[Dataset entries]

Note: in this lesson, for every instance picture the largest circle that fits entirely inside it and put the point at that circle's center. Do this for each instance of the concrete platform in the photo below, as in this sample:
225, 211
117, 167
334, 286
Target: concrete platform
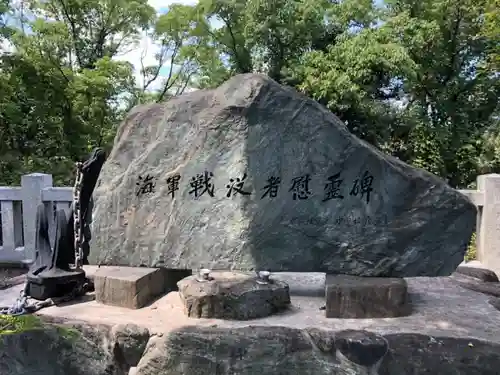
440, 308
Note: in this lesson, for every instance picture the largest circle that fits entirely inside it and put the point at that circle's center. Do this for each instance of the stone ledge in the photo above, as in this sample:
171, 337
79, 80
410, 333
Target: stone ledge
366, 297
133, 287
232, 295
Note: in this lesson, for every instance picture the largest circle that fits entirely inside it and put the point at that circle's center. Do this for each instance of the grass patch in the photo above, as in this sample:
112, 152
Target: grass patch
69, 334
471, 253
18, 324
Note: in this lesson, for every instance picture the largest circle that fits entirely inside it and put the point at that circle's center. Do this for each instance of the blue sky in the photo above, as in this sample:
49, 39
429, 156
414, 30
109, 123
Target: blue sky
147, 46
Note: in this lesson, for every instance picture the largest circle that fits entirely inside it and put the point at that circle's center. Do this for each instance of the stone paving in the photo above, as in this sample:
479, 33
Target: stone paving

- [ACTIVITY]:
Reproduce the line that contains "Target: blue sky" and each line after it through the last line of the entries above, exactly; leave out all earlier lines.

- [WRITTEN REPLY]:
Target: blue sky
147, 46
Note: in this lesson, for every instance picture the largest circle that fits entirely inside it and put the point at that circle's center. Do this for each instance of the stone paving in the photo above, as in this sample:
479, 33
Target: stone paving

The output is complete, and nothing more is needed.